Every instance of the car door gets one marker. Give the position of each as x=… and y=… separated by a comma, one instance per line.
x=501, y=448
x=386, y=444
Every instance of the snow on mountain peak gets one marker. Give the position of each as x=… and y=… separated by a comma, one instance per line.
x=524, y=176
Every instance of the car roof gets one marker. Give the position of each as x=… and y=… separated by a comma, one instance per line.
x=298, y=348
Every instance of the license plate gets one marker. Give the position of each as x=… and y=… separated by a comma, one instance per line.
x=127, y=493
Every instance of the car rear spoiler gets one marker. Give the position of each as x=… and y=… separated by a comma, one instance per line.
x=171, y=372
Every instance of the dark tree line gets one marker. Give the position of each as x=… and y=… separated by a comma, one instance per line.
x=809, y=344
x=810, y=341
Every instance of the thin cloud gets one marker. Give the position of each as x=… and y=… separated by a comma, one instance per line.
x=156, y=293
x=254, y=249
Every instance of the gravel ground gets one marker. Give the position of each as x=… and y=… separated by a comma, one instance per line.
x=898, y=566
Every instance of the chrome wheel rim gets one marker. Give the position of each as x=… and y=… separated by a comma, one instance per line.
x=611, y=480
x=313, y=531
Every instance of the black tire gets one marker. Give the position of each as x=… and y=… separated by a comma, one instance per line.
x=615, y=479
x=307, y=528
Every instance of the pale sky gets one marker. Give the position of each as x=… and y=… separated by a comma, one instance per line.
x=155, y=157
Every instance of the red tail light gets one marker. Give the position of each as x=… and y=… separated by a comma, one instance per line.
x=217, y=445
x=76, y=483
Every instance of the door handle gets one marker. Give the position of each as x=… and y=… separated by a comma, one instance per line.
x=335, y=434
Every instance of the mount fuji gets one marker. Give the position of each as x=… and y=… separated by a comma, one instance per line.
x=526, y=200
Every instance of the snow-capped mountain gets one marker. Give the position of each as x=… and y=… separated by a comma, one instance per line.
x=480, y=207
=-=-=
Every line of the material above should be transcribed as it stands.

Every instance of the car door gets one marker. Give the position of each as x=… and y=… separated by a comma, one instance per line.
x=501, y=448
x=386, y=444
Every instance of the snow on mountain peak gets one marker. Give the position of each as x=… and y=… separated by a comma, one instance per line.
x=524, y=176
Every instance of the car roof gets one marker. Give the position of each as x=… and y=… separated by a comma, one instance per line.
x=298, y=348
Every instance of the license plate gets one marker. Give the position of each as x=… and y=… separated by a comma, one instance per line.
x=127, y=493
Every instance of the car rear spoiler gets one marker. Give the position of each as x=… and y=… separated by a comma, one instance per line.
x=171, y=372
Every instance of the dark tree line gets one marker. Give the position of each as x=… and y=… separated by a comma, one instance per line.
x=809, y=344
x=810, y=341
Every instance of the thin cloud gets one marker. Give the position of each as x=… and y=… separated by a comma, one instance per line.
x=156, y=293
x=254, y=249
Every instance of the gravel ground gets one marker. Give the position of each as x=… and y=… separated by a comma, one instance per line.
x=898, y=566
Every instance of the chrome wheel rim gets one marker. Give the position of each as x=… and y=… separated by a comma, one instance per line.
x=611, y=480
x=313, y=531
Every instance of the black tire gets one marker. Give the position of each as x=… and y=… separated by a comma, one instance per line.
x=615, y=479
x=307, y=528
Every instance of the pale sky gets one marker. Give the position of each as x=… and y=… separated by a comma, one instance per line.
x=155, y=157
Every instance of the red tail light gets one marker. Give the position of each as x=… and y=… separated by a comma, one instance per line.
x=217, y=445
x=76, y=483
Every instance of the door handle gets one marker. Give the position of each as x=… and y=… separated by a comma, one instance per line.
x=335, y=434
Every instance of the mount fuji gets one marker. Give the position of each as x=… and y=… separated by a comma, one instance per line.
x=526, y=200
Every instance of the snow-capped mountain gets one marker. Give the position of each as x=… and y=… separated by a comma, one instance per line.
x=480, y=207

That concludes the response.